> _Brief_: Go over the entries and report the lines where the word "above" occurs.
- - - - -
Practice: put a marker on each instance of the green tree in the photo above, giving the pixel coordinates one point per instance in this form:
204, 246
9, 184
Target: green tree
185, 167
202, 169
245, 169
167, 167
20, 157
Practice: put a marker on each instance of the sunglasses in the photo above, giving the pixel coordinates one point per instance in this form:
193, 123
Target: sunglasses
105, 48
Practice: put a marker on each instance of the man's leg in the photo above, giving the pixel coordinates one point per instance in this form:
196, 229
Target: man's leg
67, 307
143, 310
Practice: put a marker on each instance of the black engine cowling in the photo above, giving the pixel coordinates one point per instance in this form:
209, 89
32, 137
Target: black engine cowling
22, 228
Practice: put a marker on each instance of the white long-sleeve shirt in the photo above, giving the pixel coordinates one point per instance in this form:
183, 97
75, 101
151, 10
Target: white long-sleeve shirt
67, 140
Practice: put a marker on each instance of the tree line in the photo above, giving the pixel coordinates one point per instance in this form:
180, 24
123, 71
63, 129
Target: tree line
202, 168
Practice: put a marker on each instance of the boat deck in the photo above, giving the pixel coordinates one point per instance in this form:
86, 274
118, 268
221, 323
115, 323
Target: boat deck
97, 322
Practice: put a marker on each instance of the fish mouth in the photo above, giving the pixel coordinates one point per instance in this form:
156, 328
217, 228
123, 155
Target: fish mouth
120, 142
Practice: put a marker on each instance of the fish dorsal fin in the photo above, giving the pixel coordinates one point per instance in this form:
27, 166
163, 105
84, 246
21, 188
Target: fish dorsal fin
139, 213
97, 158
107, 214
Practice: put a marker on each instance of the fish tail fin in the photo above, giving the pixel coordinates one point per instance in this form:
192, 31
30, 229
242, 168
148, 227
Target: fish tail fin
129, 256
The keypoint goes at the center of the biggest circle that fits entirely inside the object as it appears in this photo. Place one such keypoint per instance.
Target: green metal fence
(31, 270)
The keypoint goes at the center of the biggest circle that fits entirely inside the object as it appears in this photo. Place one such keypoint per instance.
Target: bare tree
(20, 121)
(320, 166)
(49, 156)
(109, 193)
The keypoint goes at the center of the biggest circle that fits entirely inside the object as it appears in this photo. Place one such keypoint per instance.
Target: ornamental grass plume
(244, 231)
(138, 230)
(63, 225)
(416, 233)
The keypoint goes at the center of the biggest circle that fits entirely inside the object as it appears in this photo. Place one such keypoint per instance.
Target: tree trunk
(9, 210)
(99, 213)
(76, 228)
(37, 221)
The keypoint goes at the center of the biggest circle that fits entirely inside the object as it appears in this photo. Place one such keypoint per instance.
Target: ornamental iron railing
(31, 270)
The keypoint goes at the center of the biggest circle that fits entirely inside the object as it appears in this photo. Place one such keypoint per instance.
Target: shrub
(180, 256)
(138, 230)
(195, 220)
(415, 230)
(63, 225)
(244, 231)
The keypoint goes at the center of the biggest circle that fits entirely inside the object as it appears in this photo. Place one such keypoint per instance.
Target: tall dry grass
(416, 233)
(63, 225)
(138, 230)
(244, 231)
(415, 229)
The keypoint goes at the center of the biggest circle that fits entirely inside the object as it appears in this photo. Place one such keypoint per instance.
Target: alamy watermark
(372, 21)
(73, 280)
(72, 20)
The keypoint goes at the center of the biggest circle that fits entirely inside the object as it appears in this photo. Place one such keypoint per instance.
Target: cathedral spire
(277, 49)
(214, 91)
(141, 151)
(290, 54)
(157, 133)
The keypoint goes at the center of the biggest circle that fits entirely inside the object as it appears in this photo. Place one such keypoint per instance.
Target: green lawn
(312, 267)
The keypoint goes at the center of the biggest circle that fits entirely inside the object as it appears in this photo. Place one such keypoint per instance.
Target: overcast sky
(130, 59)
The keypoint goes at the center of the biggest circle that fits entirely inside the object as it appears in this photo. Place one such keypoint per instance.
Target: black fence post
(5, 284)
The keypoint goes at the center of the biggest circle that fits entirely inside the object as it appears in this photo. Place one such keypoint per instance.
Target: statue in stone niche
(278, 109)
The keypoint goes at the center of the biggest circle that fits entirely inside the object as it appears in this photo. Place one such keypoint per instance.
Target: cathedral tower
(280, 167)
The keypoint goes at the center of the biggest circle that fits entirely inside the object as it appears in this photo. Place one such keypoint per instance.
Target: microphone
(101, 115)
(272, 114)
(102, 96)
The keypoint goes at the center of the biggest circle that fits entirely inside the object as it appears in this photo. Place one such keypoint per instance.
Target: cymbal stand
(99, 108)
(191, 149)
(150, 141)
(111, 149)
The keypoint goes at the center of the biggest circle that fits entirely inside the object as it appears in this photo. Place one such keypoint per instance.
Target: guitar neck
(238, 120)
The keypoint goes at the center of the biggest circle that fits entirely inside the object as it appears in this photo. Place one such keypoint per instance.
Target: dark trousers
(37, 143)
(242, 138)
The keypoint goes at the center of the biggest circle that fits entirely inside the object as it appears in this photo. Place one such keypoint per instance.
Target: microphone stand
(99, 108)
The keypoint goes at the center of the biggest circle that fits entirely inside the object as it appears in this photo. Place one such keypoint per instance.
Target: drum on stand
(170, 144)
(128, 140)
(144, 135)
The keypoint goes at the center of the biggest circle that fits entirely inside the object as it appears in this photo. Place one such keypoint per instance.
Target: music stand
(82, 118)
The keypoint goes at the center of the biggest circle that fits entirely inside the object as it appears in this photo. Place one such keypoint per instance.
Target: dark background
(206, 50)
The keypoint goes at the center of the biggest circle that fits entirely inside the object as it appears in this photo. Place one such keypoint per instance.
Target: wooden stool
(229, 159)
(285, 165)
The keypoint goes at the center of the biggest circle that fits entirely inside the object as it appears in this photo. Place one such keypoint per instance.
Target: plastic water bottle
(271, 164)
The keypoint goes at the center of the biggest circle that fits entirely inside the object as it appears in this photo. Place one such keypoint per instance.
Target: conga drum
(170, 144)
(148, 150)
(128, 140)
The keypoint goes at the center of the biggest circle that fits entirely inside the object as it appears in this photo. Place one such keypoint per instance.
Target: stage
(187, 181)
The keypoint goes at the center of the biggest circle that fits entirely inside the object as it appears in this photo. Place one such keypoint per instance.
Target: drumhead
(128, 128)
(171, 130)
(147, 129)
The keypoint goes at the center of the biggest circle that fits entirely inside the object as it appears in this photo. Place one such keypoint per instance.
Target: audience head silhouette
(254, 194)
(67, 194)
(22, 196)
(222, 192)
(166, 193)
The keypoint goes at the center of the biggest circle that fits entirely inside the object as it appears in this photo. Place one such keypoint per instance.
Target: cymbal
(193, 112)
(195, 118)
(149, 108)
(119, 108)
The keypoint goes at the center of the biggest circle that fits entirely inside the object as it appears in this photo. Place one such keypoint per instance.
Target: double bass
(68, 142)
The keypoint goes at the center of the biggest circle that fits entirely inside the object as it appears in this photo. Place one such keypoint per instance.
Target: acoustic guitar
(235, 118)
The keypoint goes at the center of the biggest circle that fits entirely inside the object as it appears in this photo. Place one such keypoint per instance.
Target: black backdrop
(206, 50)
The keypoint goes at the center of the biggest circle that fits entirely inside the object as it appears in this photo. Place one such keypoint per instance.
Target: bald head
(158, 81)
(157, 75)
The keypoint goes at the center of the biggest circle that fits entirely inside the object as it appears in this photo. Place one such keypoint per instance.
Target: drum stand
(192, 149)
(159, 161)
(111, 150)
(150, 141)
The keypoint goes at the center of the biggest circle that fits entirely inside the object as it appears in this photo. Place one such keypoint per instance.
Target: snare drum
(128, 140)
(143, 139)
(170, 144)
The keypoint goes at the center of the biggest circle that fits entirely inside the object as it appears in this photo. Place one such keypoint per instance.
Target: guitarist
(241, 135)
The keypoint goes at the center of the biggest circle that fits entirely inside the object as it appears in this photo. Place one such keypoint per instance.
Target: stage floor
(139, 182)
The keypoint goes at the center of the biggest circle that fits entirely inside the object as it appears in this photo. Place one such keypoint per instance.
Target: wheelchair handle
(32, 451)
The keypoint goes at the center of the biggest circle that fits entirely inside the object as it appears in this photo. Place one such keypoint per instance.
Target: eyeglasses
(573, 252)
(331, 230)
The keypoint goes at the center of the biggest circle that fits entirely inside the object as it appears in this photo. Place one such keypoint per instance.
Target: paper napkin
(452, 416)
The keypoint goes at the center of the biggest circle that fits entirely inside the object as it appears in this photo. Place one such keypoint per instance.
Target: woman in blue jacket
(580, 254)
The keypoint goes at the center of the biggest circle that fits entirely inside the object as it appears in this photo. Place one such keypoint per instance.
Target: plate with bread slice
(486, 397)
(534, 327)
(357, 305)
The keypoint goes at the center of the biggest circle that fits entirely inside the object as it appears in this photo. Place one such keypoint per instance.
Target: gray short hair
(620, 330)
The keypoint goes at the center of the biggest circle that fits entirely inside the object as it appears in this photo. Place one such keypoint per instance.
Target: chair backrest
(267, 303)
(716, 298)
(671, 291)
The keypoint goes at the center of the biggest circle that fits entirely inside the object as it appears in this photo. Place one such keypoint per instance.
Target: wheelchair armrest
- - - - -
> _Solution to this task_:
Practice: put a marker on each instance of the green tree in the photo above, giving the pixel coordinates one point per instance in this form:
Practice: put a marker on each instance of the sunglasses in the photo above, giving the pixel coordinates one point per instance in this form:
Practice: put a marker on each instance of the man's leg in the photo above, giving the pixel coordinates one point per instance in this form:
Practice: put a marker on each instance of the black engine cowling in the photo above, giving the pixel coordinates one point per instance in this form:
Practice: put a marker on each instance of the white long-sleeve shirt in the photo above, giving the pixel coordinates one point per instance in this form:
Practice: put a marker on each instance of the tree line in the photo above, giving the pixel coordinates one point per instance in this form:
Practice: put a marker on each instance of the boat deck in the photo above, giving the pixel coordinates one point per instance in this form:
Practice: put a marker on each instance of the fish mouth in the photo above, giving the pixel coordinates one point per instance in this form:
Practice: put a marker on each instance of the fish dorsal fin in the photo above, giving the pixel coordinates one point per instance in this form:
Practice: put a marker on each instance of the fish tail fin in the photo above, giving the pixel coordinates one point per instance in this form:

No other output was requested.